### Text under study
= Beginning of Section =
These methods, which to some extent adapt to uncertain environments, improve the robustness of robot systems to uncertain dynamic environmental forces in collaborative force closed collaboration. However, such research is still in the exploration and improvement stage, and more experiments and methods are needed to improve its performance and applicability for numerous application scenarios. In both static- and weak-dynamic-force environments, the force-tracking performance of robots has been improved, enabling better tracking of target forces [20,21,22]. In the face of more complex models, complex dynamic forces, and unknown environments, the robustness of the algorithm still needs to be further strengthened to cope with uncertainty and unknowns.

This paper aims to solve the time-varying complex internal force-tracking and control problem for strong, stable clamping and handling of unknown objects through a multi-terminal system. Specifically, in the proposed solution, the latter system is based on multi-terminal internal force workspace transformation, an adaptive control algorithm for time-varying force tracking from multiples slaves to a single master. Moreover, we study the estimation of uncertain and unknown motion and the adaptive reference trajectory generation method using absolute relative motion strategies.

The proposed clamping and handling model-based multi-terminal internal force transformation and the adaptive collaboration scheme are simple and robust for operating unknown arbitrary objects. The overall control process simulates human gripping and handling of unknown objects. Compared to the existing literature, the main contributions of this paper can be summarized as follows:

• Based on the absolute relative motion strategy, we propose the time-varying force-tracking control mode and command internal force concept of a contact single-master–multi-slave terminal. Furthermore, the time-varying complex internal force working space is simplified and transformed according to the concept of command internal forces.
• A method for estimating the unknown stiffness and motion of the direction of multi-internal force commands is proposed. The suggested method is simple and robust to object stiffness, shape changes, and the uncertain motion of contact points.
• Based on the estimation of stiffness and motion in the command internal force direction, we use the uncertain motion and force of impedance model in the command internal force direction to track the formation method of the adaptive reference trajectory. This means that the force of the contact point measured by the force sensor and kinematics can stabilize the collaborative task without building a dynamic object model.

The remainder of this paper is organized as follows: Section 2 describes a complex time-varying internal force workspace comprising multi-terminals and absolute and relative motion control. Section 3 introduces the methods of estimating the unknown dynamic parameters in the command internal force direction and the adaptive reference trajectory formation. Section 4 evaluates the proposed algorithms on a self-made multi-terminal collaborative robot platform. Finally, Section 5 concludes this paper and discusses future research directions.

2. Model Establishment of a Multi-Terminal Clamping System

2.1. Formalizing the Workspace

The following symbols represent the position, velocity, and force of each system part used throughout the paper. Note that in the symbols below, the superscripts and subscripts are omitted.

$h$

Vector composed of $F$ and $N$.

$F$

Force vectors of various parts of the system.

$N$

Torque vector of each part of the system.

$q$

A vector composed of $h$ vectors from multiple terminals.
= End of Section =
### Material shown
= Beginning of Section =
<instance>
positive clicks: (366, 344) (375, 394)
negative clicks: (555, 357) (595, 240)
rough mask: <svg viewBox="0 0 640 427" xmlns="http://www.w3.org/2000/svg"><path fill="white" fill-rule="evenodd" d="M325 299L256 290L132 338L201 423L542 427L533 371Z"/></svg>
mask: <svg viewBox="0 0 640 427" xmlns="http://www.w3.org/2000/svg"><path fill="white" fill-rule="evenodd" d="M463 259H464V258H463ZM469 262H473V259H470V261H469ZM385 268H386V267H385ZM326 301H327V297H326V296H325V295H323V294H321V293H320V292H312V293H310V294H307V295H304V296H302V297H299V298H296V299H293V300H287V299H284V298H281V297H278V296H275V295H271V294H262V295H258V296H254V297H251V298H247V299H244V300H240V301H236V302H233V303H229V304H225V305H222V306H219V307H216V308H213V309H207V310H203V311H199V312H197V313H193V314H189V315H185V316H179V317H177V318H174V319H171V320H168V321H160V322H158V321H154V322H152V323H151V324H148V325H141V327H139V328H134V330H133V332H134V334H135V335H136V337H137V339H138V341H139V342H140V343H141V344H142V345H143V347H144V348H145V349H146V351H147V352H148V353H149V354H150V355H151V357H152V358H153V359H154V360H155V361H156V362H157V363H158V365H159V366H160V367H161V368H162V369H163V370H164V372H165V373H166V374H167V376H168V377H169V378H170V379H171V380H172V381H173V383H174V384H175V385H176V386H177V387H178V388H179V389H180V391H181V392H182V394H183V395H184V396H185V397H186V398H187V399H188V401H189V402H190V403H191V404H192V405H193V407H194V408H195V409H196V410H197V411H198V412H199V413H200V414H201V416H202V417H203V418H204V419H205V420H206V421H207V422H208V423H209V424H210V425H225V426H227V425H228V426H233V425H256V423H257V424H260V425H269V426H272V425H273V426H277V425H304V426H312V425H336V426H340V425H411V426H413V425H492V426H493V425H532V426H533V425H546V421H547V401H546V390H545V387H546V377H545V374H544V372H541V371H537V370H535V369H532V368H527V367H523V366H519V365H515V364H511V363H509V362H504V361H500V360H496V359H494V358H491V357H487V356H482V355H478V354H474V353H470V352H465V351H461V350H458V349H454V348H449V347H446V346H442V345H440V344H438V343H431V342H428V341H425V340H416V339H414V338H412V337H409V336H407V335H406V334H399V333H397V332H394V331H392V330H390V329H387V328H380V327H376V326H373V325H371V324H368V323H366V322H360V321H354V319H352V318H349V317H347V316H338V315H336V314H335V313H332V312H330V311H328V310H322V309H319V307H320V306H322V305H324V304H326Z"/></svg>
= End of Section =
### Job
Reproduce the passage from the robot clamping text above, between "The remainder of" and "of $F$ and $N$.", inclusive.

### Written solution
The remainder of this paper is organized as follows: Section 2 describes a complex time-varying internal force workspace comprising multi-terminals and absolute and relative motion control. Section 3 introduces the methods of estimating the unknown dynamic parameters in the command internal force direction and the adaptive reference trajectory formation. Section 4 evaluates the proposed algorithms on a self-made multi-terminal collaborative robot platform. Finally, Section 5 concludes this paper and discusses future research directions.

2. Model Establishment of a Multi-Terminal Clamping System

2.1. Formalizing the Workspace

The following symbols represent the position, velocity, and force of each system part used throughout the paper. Note that in the symbols below, the superscripts and subscripts are omitted.

$h$

Vector composed of $F$ and $N$.